# Last kidding of the year...



## BrookviewFarm (Apr 8, 2021)

Our last pregnant doe kidded yesterday. Ten minutes after first contractions and a healthy baby doe!!!

Dam is a 5th Gen mini nubian. She is a great momma this was her first!


----------



## Goatastic43 (Jun 11, 2021)

Aww! Beautiful girl! Congratulations on being done!


----------



## Moers kiko boars (Apr 23, 2018)

What a precious doeling!💗 Congrats!


----------



## Rancho Draco (Sep 29, 2021)

Congratulations! She's beautiful


----------



## MellonFriend (Aug 8, 2017)

What a beauty! Both mom and baby! I love that red cheek coloration. Congratulations on the end of your kidding season!


----------



## ksalvagno (Oct 6, 2009)

Cute!


----------



## Boer Mama (10 mo ago)

Beautiful mama and baby 🥰


----------



## alwaystj9 (Apr 10, 2019)

Very pretty pair!


----------



## toth boer goats (Jul 20, 2008)

Aww.


----------



## Hounddog23 (Jan 13, 2021)

So freakin precious!! Congratulations 🤗


----------



## Feira426 (Dec 11, 2019)

Oh my goodness! Your little mama there is my Suki’s doppelgänger!!









How amazing. I don’t think I’ve ever seen another red cheek mahogany on here - and Suki’s also a Mini Nubian! Sixth gen.

What are the odds?!

That little baby is freaking adorable, too! 🥰
Congrats!


----------



## BrookviewFarm (Apr 8, 2021)

Feira426 said:


> Oh my goodness! Your little mama there is my Suki’s doppelgänger!!

------------------------

▸ Directive A: Reproduce word for word the stretch of the kidding thread from "## MellonFriend (Aug" through "(Oct 6, 2009)".
The kidding thread has no connection to the records.

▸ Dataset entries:
------------------------

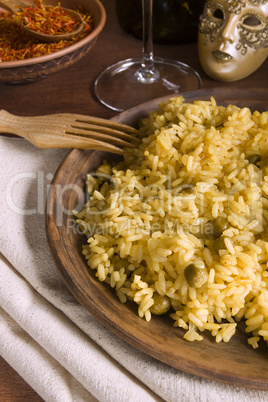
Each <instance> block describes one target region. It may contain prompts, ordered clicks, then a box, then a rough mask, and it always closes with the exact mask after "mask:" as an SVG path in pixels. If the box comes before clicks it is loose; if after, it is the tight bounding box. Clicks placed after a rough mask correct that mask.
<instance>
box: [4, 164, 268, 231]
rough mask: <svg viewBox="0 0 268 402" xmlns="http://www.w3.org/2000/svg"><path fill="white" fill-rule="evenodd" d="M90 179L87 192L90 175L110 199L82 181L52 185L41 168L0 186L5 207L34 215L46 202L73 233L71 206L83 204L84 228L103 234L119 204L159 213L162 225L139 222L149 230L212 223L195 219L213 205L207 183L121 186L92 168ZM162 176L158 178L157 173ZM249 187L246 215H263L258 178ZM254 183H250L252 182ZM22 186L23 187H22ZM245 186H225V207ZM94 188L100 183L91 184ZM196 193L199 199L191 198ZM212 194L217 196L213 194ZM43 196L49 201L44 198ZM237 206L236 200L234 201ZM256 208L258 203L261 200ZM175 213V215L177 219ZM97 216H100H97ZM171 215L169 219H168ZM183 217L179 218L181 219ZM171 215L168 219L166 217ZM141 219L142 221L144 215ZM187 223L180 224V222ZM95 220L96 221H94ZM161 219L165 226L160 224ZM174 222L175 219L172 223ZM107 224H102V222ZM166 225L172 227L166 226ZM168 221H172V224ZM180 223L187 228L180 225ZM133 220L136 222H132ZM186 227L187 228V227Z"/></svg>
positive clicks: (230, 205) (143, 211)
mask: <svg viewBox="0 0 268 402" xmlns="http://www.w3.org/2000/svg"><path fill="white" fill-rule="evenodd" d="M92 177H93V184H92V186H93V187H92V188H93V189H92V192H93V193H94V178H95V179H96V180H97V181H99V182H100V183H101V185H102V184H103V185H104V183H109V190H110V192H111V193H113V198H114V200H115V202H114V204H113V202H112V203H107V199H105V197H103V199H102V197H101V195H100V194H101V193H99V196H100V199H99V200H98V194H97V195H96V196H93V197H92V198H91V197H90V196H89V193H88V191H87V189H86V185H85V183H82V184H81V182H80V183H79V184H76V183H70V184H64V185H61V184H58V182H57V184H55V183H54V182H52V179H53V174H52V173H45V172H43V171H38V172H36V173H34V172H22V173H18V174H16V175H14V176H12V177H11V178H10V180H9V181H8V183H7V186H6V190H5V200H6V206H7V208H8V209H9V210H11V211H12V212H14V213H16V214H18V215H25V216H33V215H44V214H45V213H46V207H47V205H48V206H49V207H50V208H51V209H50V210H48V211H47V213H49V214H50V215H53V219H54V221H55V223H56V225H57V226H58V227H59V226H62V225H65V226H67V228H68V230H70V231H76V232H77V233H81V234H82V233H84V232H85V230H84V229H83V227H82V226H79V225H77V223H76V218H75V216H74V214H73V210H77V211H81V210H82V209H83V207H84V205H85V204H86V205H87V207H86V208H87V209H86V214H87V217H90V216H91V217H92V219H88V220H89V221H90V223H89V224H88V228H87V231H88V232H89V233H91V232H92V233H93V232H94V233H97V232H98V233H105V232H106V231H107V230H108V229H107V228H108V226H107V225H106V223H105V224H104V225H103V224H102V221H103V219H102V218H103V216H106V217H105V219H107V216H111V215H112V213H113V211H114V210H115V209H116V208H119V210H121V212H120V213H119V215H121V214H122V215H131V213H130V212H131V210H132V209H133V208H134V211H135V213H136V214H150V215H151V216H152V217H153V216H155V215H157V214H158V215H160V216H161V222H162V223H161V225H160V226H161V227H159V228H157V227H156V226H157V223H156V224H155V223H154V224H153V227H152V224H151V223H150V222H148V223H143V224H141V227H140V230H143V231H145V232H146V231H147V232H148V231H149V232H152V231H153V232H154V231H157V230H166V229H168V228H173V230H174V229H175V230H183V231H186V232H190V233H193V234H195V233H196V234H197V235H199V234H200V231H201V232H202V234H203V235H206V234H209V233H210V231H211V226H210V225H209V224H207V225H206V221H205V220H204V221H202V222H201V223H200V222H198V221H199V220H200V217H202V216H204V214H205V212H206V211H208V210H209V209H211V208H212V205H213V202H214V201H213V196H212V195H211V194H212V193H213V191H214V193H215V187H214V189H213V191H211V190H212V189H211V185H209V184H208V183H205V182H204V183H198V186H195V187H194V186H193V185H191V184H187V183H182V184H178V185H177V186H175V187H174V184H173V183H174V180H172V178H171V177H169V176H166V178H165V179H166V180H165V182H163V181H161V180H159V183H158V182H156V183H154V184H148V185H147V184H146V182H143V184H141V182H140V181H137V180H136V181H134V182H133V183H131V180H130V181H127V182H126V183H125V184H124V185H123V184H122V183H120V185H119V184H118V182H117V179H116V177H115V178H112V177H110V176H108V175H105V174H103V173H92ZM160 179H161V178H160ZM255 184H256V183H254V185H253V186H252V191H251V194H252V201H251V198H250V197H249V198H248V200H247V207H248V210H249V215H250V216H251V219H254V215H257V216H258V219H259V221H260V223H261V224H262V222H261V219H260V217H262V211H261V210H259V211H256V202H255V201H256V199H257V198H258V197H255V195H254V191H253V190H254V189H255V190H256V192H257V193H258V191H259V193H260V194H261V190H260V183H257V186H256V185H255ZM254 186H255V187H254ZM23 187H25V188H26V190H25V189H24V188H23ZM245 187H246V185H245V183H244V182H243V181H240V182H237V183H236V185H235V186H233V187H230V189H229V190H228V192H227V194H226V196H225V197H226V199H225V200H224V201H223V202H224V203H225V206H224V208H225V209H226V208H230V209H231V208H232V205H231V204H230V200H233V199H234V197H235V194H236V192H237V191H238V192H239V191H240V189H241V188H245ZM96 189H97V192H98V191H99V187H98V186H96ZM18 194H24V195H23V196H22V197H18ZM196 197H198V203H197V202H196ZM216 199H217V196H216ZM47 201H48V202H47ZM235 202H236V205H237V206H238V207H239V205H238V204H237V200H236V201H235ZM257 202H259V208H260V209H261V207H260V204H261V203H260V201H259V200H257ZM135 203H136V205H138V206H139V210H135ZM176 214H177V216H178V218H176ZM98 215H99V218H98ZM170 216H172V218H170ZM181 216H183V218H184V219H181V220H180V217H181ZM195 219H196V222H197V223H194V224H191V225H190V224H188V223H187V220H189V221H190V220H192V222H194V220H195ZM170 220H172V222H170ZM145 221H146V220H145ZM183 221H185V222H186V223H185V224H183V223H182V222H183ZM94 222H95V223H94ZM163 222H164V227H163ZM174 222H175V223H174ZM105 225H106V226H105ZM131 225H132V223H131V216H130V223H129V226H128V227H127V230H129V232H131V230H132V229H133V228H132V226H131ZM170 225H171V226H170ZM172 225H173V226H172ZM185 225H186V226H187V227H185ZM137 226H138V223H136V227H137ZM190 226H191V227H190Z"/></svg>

------------------------

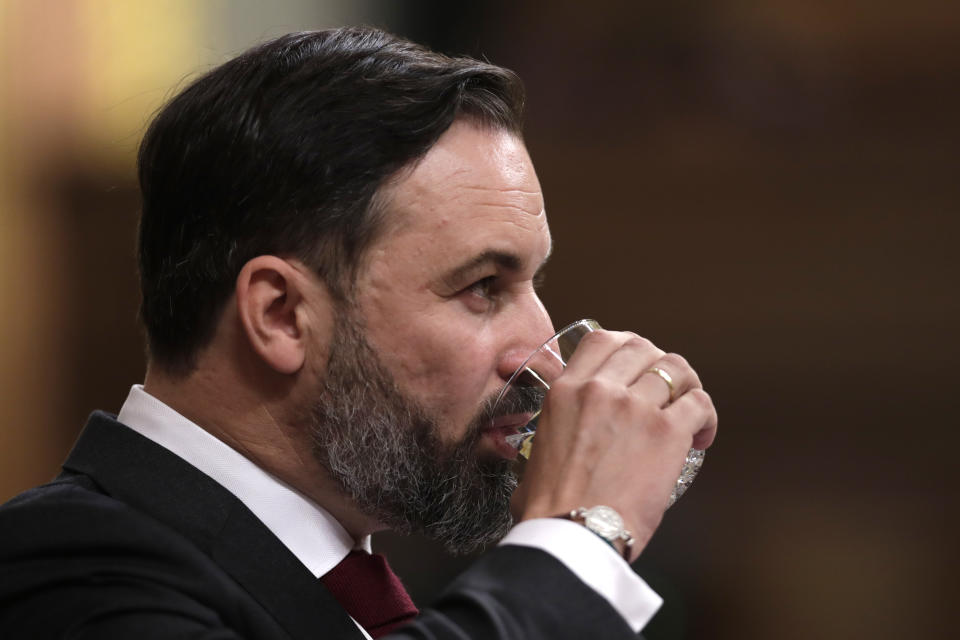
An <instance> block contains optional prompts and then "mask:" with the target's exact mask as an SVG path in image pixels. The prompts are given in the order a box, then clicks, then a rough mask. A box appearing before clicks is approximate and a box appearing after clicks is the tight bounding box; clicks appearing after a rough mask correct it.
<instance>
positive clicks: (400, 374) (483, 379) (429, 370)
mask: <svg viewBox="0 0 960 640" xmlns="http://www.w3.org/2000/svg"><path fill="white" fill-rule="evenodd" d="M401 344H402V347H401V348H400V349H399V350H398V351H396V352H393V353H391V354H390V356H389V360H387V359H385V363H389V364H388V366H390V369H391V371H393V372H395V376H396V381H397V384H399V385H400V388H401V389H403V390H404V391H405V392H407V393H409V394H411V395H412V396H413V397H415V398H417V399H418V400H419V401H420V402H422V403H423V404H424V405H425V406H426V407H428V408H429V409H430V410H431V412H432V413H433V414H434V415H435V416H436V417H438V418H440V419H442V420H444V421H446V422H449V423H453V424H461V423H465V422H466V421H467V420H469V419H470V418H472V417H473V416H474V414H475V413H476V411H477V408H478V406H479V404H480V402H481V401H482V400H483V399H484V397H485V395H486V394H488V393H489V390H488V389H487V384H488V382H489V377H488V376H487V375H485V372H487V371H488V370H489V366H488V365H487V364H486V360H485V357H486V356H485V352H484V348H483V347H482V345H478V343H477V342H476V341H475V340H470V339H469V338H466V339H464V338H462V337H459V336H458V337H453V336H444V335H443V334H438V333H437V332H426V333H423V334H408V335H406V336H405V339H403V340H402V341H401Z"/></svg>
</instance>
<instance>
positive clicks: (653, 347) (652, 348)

------------------------

▸ Directive B: In the records, update the stretch from the line containing "Each <instance> block" through the line containing "box: [4, 164, 268, 231]" by changing "target region" to "object region", and return only those lines.

▸ Exercise answer A:
## MellonFriend (Aug 8, 2017)

What a beauty! Both mom and baby! I love that red cheek coloration. Congratulations on the end of your kidding season!


----------



## ksalvagno (Oct 6, 2009)

▸ Exercise answer B:
Each <instance> block describes one object region. It may contain prompts, ordered clicks, then a box, then a rough mask, and it always closes with the exact mask after "mask:" as an SVG path in pixels. If the box comes before clicks it is loose; if after, it is the tight bounding box. Clicks placed after a rough mask correct that mask.
<instance>
box: [4, 164, 268, 231]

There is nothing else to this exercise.